Desejos, Segredos e Cia...

Saturday, April 29

Ser um... e ser dois...


Olho para os lados em todas as direções... tentando achar algum sentido para os meus pensamentos confusos.
Como ser um ao mesmo tempo em que se é dois?
Tento buscar nas minhas recordações justificativas para o meu hoje que encham de coragem o meu amanhã. Como ser um casal sem interferir na existência do outro, simplesmente e, sem minguar todo o relacionamento?
Aos meus olhos, isto é o que me parece mais difícil. O conseguir co-existir com o outro sem atropelar a sua individualidade e sem anular a minha própria.
Penso e repenso... e o que sobra me diz que não dá para lutar contra. As pessoas simplesmente são assim mesmo... Cada uma com seu temperamento, sua personalidade, suas manias, suas crenças, suas vontades, suas idéias... Não tem como mudar isso. E pensando bem... ainda bem!
Individualmente somos capazes de tudo, estamos sempre disponíveis para o que se mostrar mais atrativo... sem cobranças, sem receios e também sem desconfianças... A dois a coisa já muda um pouco de figura. O que antes era possível e até engraçado, agora na maioria das vezes, torna-se completamente impraticável e até repudiado. E não nos atrevemos a titubear... tomando o maior cuidado para não boicotar o outro de alguma forma leviana.
A escolha simplesmente é nossa. E ela é consciente. Por nossa própria vontade escolhemos a cumplicidade, a confiança, a monogamia, a união. Opta-se por estar sempre junto, resolver tudo junto, fazer tudo junto... enfim, realmente VIVER JUNTO...

--------------------------------------------------

-- Enunciado da tarefa 1 --
Transcreva do texto base tudo o que vai de "Desejos, Segredos e" até "que se é dois?".
-- Enunciado da tarefa 2 --
As afirmações a seguir concordam com o texto base? Para cada uma, responda sim ou não e cite literalmente as palavras do texto que decidem. (a) Segundo o texto, é possível mudar o temperamento e as manias das pessoas. (b) Segundo o texto, individualmente estamos sempre disponíveis para o que se mostrar mais atrativo. (c) Segundo o texto, a escolha pela união é inconsciente.
As linhas não são necessárias aqui.

-- Dados fornecidos --

--------------------------------------------------

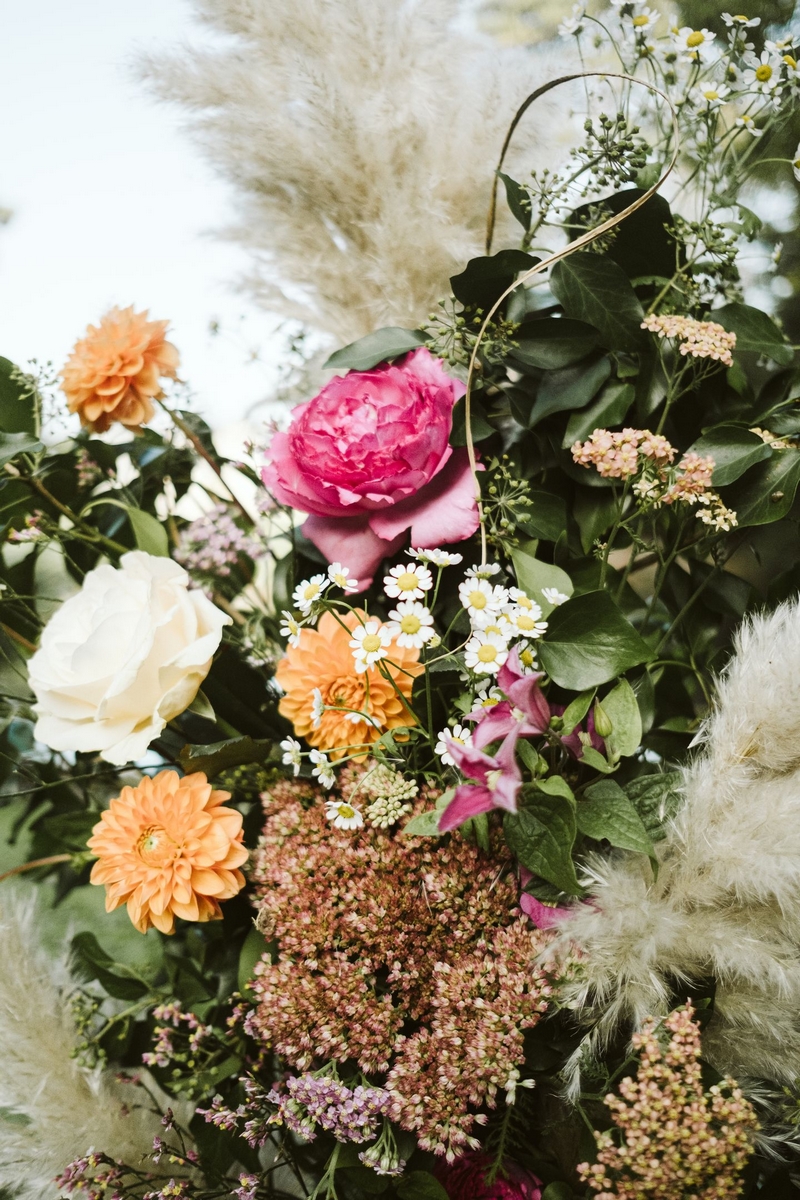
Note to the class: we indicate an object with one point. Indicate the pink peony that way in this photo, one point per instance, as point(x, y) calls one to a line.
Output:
point(465, 1180)
point(368, 459)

--------------------------------------------------

-- Solução do exercício 1 --
Desejos, Segredos e Cia...

Saturday, April 29

Ser um... e ser dois...


Olho para os lados em todas as direções... tentando achar algum sentido para os meus pensamentos confusos.
Como ser um ao mesmo tempo em que se é dois?

-- Solução do exercício 2 --
(a) Não: "Não tem como mudar isso."
(b) Sim: "estamos sempre disponíveis para o que se mostrar mais atrativo"
(c) Não: "A escolha simplesmente é nossa. E ela é consciente."